* [Prompt]
Return the lines of the data below in which the string "moth" occurs.

--

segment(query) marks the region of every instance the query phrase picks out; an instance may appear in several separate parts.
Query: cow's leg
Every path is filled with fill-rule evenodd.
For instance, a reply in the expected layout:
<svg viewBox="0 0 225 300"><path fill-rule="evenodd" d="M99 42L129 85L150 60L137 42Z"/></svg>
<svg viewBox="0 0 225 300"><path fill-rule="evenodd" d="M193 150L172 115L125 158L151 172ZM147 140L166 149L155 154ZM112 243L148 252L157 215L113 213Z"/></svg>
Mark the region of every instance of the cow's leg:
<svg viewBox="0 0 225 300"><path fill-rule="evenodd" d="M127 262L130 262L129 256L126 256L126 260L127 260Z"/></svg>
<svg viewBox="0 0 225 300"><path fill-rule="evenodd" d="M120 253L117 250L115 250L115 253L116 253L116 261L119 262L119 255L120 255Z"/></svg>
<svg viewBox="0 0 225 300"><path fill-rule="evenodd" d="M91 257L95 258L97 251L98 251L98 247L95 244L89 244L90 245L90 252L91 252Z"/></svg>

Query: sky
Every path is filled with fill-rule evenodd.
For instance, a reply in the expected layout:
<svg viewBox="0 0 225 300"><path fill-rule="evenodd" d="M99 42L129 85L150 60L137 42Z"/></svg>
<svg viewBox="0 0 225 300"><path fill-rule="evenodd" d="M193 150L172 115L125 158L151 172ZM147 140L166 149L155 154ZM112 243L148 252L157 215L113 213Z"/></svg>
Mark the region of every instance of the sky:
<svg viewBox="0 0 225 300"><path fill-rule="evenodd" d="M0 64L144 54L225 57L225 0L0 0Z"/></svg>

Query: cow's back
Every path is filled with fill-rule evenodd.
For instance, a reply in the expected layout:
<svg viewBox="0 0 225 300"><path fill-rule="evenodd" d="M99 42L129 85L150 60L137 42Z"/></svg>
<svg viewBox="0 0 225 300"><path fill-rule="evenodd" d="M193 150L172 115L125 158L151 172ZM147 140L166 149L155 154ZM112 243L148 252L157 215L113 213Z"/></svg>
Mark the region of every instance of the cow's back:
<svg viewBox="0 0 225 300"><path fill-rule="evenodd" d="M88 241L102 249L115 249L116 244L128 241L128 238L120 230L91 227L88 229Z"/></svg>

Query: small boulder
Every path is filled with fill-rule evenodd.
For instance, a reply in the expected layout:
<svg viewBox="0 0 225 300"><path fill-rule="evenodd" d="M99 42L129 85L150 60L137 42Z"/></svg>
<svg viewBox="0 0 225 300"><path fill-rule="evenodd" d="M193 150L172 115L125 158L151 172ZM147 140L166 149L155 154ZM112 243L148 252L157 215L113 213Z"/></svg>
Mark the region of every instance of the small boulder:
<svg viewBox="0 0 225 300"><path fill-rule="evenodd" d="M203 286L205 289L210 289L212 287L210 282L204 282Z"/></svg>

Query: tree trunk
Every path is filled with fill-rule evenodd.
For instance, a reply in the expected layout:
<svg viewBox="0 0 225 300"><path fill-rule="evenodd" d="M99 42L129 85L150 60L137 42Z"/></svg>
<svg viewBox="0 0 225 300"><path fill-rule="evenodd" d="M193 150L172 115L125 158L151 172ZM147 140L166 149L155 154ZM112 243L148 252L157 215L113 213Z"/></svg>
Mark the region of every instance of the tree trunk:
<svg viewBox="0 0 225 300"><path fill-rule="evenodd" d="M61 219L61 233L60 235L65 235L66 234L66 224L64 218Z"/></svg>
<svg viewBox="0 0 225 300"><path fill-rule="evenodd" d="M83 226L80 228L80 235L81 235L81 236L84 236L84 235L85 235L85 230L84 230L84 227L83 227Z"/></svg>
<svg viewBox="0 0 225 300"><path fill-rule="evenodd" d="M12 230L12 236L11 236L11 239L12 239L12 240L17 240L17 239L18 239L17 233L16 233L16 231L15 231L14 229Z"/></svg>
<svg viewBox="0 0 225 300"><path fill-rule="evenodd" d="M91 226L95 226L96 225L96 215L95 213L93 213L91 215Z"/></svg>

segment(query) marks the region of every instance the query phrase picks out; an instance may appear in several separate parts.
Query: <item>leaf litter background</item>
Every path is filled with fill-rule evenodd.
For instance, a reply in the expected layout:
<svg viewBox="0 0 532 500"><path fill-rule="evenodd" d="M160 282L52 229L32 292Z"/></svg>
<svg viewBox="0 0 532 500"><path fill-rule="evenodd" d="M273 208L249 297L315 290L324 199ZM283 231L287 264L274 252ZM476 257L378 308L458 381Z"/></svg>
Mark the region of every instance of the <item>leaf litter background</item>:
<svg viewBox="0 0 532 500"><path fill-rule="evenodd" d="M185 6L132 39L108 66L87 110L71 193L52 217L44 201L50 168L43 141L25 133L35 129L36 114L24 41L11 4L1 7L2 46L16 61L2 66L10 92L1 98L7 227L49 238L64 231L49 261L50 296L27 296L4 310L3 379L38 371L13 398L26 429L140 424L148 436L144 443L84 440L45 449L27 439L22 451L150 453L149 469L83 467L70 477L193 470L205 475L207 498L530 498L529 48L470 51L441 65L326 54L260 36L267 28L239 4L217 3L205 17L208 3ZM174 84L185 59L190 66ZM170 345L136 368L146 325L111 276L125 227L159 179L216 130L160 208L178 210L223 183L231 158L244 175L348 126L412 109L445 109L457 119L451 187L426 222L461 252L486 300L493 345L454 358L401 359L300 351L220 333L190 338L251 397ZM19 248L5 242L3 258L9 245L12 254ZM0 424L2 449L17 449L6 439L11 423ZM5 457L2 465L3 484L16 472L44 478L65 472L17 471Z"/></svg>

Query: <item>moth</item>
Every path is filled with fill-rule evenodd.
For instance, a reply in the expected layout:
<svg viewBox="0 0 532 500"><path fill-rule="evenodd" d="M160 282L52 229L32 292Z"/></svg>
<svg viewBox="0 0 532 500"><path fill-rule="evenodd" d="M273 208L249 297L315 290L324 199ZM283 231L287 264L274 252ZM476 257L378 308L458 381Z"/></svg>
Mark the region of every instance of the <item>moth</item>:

--

* [Completed task]
Query: <item>moth</item>
Mark the region of every instance of the <item>moth</item>:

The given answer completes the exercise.